======== Input records

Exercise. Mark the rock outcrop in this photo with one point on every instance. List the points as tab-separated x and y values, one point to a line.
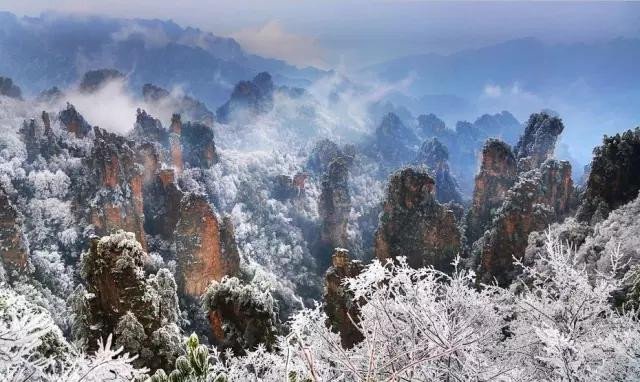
241	315
202	258
189	107
74	122
248	99
175	145
162	198
32	135
334	207
342	311
431	126
14	252
324	152
9	89
116	186
503	126
539	197
394	142
415	225
435	156
198	146
614	176
498	172
141	312
538	141
149	130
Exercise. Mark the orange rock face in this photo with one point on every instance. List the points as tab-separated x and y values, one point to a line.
198	244
415	225
497	174
341	310
539	198
175	145
13	249
118	201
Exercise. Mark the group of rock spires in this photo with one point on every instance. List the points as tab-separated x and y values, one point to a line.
517	191
129	184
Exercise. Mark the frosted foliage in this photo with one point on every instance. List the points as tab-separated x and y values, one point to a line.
28	331
267	231
12	151
47	184
619	232
423	325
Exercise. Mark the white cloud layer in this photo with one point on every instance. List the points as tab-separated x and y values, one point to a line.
272	40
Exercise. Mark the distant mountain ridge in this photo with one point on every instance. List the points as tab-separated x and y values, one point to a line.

================

Short problem
Reproduce the records word for word, from the line with "Exercise. Mark the group" through the end of the records.

Expected output
Exercise. Mark the group of rock spires in this photo with one point on every instance. List the points as tab-separated x and y values, one point to a line.
517	191
129	184
Exercise. Mark the frosted foliage in this photo with one point on every instance. List the points as tab-separated x and y values, one point to a line.
28	331
267	231
12	151
47	184
619	232
423	325
Exercise. Mark the white cloud layer in this photo with one point on every instance. List the points as tab-separated x and y values, one point to a line.
272	40
Exercise. Mark the distant mountain ridge in this photo with one point on every instance. List the points as tab-separated x and y values, one point to a line.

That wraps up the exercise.